Instructions for the task – Collect all lines below with the string "write".

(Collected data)
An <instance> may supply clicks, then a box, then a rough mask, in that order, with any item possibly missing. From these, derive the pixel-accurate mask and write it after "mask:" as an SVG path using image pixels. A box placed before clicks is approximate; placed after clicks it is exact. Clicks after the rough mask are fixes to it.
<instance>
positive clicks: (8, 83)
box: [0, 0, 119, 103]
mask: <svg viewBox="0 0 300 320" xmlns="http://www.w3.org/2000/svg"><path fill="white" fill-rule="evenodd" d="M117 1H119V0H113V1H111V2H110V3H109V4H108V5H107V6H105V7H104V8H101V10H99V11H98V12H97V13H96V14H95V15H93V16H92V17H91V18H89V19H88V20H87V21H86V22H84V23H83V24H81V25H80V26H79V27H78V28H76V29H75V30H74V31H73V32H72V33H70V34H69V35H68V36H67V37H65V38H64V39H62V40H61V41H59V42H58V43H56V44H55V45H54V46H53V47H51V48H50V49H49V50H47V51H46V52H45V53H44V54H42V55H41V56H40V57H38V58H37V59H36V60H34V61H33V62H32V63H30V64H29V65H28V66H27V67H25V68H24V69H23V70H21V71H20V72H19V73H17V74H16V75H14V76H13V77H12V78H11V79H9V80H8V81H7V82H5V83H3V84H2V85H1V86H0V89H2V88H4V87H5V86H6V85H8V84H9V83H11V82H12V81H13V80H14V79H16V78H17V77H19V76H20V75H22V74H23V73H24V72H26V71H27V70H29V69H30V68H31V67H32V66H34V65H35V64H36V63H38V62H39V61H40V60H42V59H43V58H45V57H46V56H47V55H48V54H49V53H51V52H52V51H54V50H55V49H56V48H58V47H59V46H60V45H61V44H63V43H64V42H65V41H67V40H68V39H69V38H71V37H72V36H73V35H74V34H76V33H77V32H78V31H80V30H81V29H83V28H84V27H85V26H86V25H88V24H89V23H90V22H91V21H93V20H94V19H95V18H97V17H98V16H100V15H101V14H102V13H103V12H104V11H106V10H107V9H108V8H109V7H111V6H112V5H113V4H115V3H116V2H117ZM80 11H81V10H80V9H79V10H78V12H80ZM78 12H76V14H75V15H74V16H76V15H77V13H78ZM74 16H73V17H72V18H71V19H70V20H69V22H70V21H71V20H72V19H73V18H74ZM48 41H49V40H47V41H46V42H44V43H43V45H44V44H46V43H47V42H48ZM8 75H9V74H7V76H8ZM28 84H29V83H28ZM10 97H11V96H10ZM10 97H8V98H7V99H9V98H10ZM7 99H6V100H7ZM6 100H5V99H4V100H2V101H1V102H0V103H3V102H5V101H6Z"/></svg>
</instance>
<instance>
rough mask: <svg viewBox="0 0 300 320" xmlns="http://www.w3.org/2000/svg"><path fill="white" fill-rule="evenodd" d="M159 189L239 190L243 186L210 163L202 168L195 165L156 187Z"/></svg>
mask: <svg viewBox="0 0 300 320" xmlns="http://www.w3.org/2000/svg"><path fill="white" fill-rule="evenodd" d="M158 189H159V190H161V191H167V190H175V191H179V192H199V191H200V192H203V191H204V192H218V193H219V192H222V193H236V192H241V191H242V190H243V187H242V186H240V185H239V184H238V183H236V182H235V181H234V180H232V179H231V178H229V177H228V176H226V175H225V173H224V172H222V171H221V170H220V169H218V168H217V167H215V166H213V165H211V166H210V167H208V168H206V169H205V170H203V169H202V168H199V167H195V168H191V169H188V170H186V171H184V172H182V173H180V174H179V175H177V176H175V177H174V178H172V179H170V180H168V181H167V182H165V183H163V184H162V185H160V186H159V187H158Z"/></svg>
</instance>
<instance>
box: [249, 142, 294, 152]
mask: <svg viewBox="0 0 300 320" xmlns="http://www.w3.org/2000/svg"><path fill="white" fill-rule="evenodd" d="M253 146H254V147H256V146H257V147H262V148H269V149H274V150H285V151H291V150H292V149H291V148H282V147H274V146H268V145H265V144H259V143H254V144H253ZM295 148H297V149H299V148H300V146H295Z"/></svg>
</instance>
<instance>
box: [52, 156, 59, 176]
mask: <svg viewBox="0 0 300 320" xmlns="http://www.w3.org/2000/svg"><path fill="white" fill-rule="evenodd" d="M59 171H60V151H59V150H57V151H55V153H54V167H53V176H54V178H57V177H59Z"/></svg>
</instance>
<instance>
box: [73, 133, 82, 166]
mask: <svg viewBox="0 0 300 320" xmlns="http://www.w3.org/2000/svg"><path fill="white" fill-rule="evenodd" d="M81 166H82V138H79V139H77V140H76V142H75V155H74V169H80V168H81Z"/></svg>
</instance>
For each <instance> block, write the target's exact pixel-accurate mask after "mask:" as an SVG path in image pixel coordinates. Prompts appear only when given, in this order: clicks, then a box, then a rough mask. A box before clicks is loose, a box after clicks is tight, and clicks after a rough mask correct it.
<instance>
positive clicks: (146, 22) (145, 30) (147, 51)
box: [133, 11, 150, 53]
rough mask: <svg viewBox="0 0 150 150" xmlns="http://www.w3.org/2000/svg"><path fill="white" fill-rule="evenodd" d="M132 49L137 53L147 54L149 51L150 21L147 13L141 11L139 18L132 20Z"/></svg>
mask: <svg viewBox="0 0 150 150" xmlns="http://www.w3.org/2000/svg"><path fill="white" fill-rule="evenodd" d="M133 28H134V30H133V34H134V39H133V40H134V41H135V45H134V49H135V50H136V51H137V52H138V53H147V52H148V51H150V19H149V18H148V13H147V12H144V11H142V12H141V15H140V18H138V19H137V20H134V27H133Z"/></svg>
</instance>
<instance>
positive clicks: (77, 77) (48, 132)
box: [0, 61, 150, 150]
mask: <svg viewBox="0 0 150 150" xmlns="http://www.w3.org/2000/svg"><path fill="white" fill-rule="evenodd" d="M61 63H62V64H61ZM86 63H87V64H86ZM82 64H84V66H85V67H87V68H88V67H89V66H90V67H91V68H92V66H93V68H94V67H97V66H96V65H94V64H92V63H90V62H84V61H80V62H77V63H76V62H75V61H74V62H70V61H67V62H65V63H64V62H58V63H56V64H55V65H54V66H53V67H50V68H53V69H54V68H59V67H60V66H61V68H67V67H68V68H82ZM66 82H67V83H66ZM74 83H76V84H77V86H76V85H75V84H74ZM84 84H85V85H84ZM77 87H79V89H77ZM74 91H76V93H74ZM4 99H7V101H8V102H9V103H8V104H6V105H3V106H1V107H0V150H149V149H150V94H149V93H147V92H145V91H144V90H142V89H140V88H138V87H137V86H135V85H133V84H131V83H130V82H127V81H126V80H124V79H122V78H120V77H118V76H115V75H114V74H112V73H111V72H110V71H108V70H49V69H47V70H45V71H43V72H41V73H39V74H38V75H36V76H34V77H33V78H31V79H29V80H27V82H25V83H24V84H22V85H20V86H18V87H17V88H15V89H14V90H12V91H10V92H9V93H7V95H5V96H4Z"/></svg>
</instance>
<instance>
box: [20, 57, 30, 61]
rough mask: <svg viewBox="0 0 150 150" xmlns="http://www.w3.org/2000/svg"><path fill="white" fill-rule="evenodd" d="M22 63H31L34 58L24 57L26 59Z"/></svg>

Task result –
An <instance> may supply clicks, then a box, then a rough mask, in that order, with any item possibly missing. From these, derive the pixel-accurate mask and write it after "mask:" as an SVG path using image pixels. A box placed before clicks is approximate; placed after clicks it is exact. Clicks after the rough mask are fixes to it.
For each <instance> block, write the target's exact pixel-accurate mask after "mask:" as an SVG path in image pixel coordinates. Prompts appear only when given, in this order: clicks, then a box, then a rough mask. A box before clicks is loose, a box after clicks is tight, and clicks after a rough mask correct it.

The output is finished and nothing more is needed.